Evolution 🦋 How I Evolved to This Phase of My Life

In this life, you can do and be anything and everything you want to be. Just don’t be scared to become a caterpillar again, even if right now you’re a butterfly 🦋 That’s how we evolve.

Feeling stuck is my biggest trigger for anxiety and depression. Whenever I feel that way, I check in and remember I am allowed to redesign my game plan and change what I want the result of my life to be.

When I was 15, I landed my first job at the Vans store. The application didn’t ask for a birthday, so once I was hired they couldn’t fire me for being under 16 because I had a workers permit from my high school counselor. My boss still made it clear I would have never typically been hired at 15, and I had a lot to prove. Over 3-years, I won several store and company-wide awards and was promoted to manager on my 18th birthday. You could say I was at “The Top.”

When I turned 20, I decided I wanted to enter the fitness industry. Like anything I’ve done, I wasn’t going to give less than 150%. So I started an Instagram, enrolled in school, and took a side hustle writing content for Finish Line with no pay. I knew and trusted I was working for opportunity cost in experience and exposure, which was worthwhile. My first real job in the fitness industry was an internship folding towels at 5 am at the local fitness center. Many mornings I came in after my bartending shift ended at 3 am, just 2 hrs prior (still managing two retail stores during the same time). It was a lot, but I never let show how tired I was. I was lively, spunky, and cheerful, and my attitude was always, “if I’m going to be the towel girl, I’m going to be the BEST towel girl any gym has ever seen.” I used my downtime checking guests in to write my Finish Line articles and plan my social/blog content. Within a year, I was the top trainer at the gym, a signed fitness model for Donna Baldwin, featured in ads on finishline.com and making money from my articles. I also represented the Finish Line & Nike Women’s teams at the San Francisco Half Marathon as the FIRST ever women’s fitness writer for the corporation. Once again, I found myself back at “The Top.”

+++

PROMPT 1 -
Repeat the passage of the essay on evolving that begins at the words "Evolution 🦋 How" and ends after the words "life to be.".

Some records
+++

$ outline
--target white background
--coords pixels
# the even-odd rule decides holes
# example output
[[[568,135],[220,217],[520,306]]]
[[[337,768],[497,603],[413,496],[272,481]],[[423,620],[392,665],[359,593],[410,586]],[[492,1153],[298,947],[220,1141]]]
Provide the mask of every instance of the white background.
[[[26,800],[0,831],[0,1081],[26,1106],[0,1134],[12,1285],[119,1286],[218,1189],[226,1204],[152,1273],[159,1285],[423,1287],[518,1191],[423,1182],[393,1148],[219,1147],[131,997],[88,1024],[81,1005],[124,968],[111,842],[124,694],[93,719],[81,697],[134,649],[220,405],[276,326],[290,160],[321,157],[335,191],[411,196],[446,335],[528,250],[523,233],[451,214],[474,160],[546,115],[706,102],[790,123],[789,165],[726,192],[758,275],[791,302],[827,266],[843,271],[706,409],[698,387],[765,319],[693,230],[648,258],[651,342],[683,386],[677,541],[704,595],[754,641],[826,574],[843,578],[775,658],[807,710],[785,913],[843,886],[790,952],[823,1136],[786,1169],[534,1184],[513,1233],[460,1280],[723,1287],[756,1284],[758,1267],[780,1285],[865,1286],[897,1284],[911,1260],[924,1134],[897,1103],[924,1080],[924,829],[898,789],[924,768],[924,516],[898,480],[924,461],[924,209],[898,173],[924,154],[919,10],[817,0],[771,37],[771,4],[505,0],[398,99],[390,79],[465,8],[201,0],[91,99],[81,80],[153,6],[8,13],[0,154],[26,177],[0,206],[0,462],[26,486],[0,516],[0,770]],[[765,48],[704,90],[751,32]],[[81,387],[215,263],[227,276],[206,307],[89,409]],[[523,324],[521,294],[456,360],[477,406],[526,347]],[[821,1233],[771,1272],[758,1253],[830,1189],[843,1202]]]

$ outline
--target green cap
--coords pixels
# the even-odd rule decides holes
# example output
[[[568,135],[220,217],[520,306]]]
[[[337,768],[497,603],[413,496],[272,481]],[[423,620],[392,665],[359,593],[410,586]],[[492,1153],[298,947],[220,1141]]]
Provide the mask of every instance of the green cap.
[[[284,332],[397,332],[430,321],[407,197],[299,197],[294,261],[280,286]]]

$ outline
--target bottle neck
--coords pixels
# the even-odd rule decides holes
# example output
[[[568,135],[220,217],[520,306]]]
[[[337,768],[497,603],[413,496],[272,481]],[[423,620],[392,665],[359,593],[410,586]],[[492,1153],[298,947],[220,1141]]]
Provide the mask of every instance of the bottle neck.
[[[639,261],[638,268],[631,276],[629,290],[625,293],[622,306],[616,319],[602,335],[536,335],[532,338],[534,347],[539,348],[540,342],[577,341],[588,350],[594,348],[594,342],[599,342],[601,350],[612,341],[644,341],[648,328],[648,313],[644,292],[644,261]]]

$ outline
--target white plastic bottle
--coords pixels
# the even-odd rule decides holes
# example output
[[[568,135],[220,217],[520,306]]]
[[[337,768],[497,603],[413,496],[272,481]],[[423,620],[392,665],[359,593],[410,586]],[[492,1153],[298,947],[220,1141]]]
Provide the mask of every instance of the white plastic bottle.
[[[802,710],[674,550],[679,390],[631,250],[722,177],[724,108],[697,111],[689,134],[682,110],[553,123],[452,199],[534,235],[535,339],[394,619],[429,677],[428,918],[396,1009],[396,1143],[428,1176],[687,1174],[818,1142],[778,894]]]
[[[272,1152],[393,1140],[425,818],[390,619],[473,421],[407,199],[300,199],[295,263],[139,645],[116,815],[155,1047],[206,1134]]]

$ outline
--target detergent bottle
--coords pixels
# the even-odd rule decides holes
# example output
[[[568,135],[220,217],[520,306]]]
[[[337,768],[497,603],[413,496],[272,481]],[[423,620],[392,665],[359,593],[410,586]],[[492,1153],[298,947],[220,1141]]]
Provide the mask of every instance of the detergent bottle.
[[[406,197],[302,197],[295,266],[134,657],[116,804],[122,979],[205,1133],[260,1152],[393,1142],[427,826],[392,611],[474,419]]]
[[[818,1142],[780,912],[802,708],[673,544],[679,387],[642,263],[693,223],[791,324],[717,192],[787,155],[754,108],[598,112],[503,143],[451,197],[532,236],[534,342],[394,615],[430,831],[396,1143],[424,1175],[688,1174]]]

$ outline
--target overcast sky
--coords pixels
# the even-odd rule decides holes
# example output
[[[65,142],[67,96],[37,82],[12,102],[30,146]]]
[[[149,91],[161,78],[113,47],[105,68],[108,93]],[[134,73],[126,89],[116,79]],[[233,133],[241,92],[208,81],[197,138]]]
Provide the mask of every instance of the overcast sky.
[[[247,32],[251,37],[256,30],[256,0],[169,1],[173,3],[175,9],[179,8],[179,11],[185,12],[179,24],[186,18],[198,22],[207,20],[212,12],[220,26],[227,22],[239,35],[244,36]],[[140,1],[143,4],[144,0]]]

+++

PROMPT 2 -
Reproduce the records from their first line through the line containing "Provide the mask of every instance of the white background.", including both of those lines.

COMPLETE OUTPUT 1 -
Evolution 🦋 How I Evolved to This Phase of My Life

In this life, you can do and be anything and everything you want to be. Just don’t be scared to become a caterpillar again, even if right now you’re a butterfly 🦋 That’s how we evolve.

Feeling stuck is my biggest trigger for anxiety and depression. Whenever I feel that way, I check in and remember I am allowed to redesign my game plan and change what I want the result of my life to be.

COMPLETE OUTPUT 2 -
$ outline
--target white background
--coords pixels
# the even-odd rule decides holes
# example output
[[[568,135],[220,217],[520,306]]]
[[[337,768],[497,603],[413,496],[272,481]],[[423,620],[392,665],[359,593],[410,586]],[[492,1153],[298,947],[220,1141]]]
Provide the mask of every instance of the white background.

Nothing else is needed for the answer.